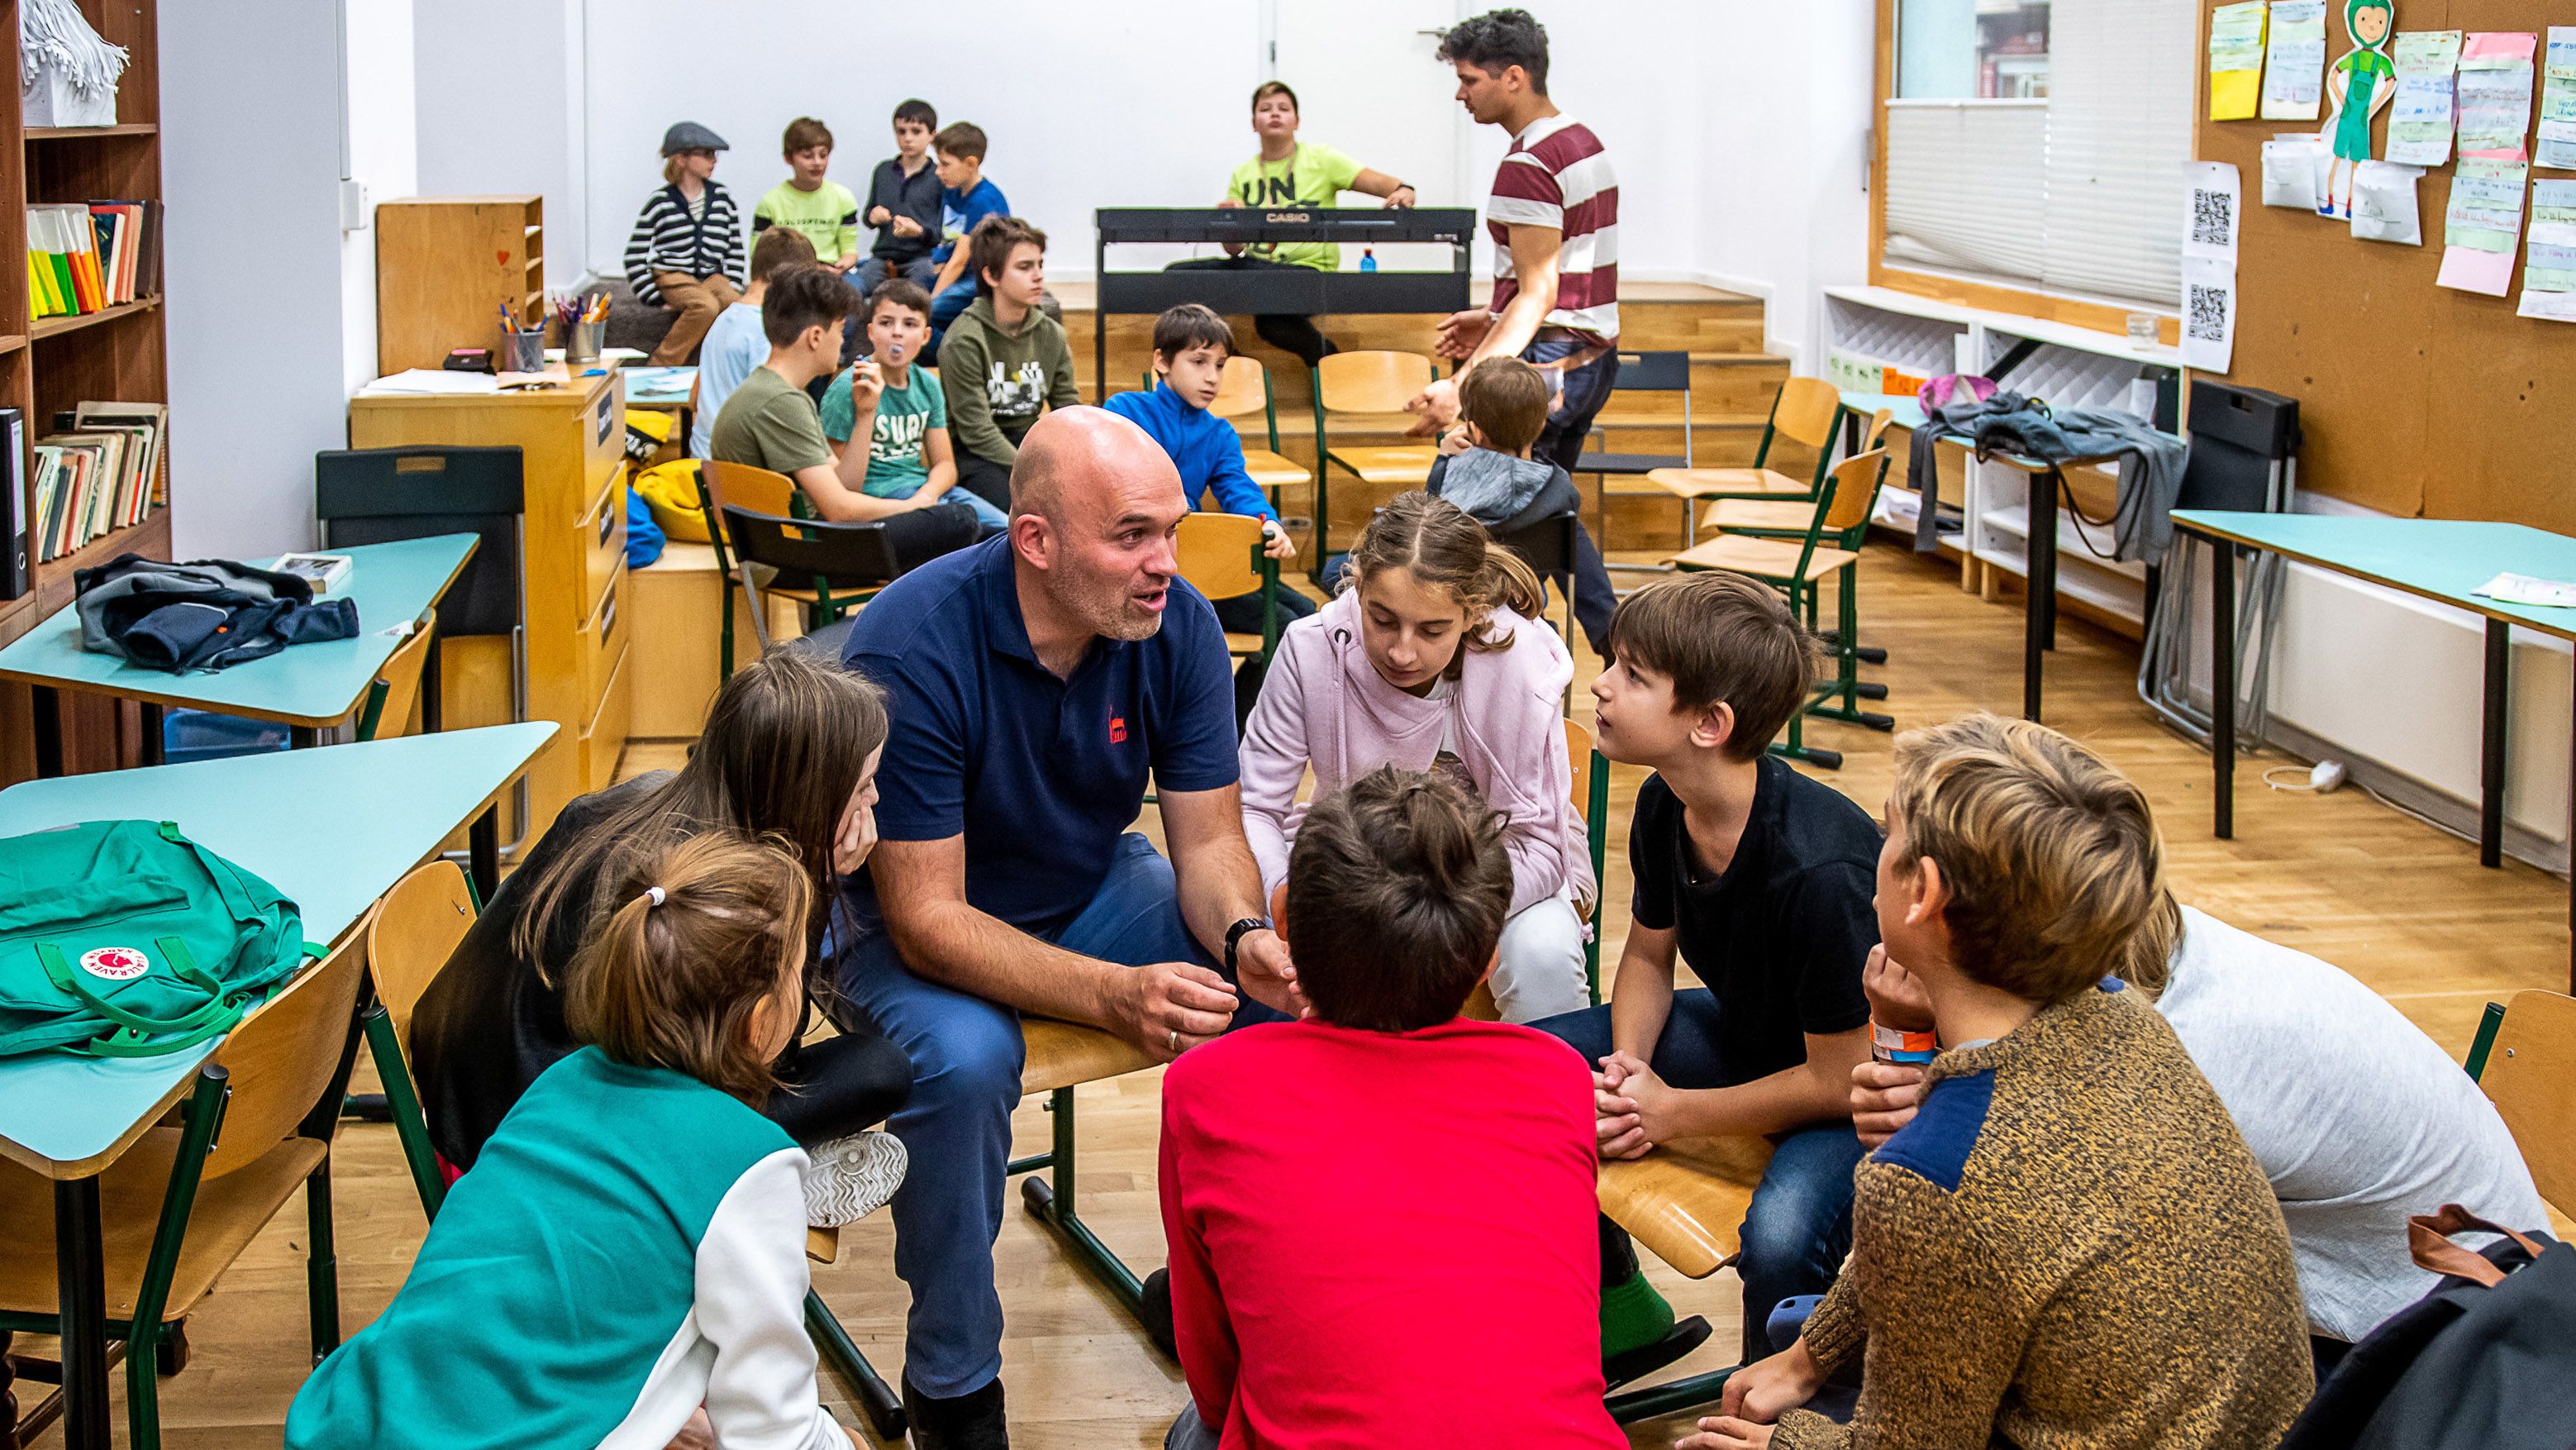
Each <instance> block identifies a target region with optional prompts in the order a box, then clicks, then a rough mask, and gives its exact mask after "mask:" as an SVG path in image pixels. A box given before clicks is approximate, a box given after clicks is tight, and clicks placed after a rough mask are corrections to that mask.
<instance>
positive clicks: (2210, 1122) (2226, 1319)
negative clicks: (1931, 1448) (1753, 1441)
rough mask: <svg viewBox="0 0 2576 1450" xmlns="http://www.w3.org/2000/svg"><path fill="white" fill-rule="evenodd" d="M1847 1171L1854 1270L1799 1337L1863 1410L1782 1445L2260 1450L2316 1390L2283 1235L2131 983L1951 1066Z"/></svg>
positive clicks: (1801, 1449) (2183, 1058) (2172, 1045)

> **ASSIGNMENT**
Print the full listing above exactly. Pictures stay out of the copy.

> **EXERCISE RESULT**
Each <instance> block identifies a target region with optional prompts in the order a box, then clicks, then a rough mask, and gives its exact mask after "mask:" as an SVG path in image pixels. A box given before clicks is approximate, a box given after clicks is tight, and clicks placed after a rough mask are corrections to that mask.
<instance>
positive clicks: (2210, 1122) (2226, 1319)
negative clicks: (1931, 1448) (1753, 1441)
rough mask: <svg viewBox="0 0 2576 1450" xmlns="http://www.w3.org/2000/svg"><path fill="white" fill-rule="evenodd" d="M1847 1171L1854 1270L1799 1337L1863 1410L1782 1445L2260 1450L2316 1390L2283 1235L2131 983L1951 1066Z"/></svg>
positive clicks: (1801, 1449) (2183, 1058) (2172, 1045)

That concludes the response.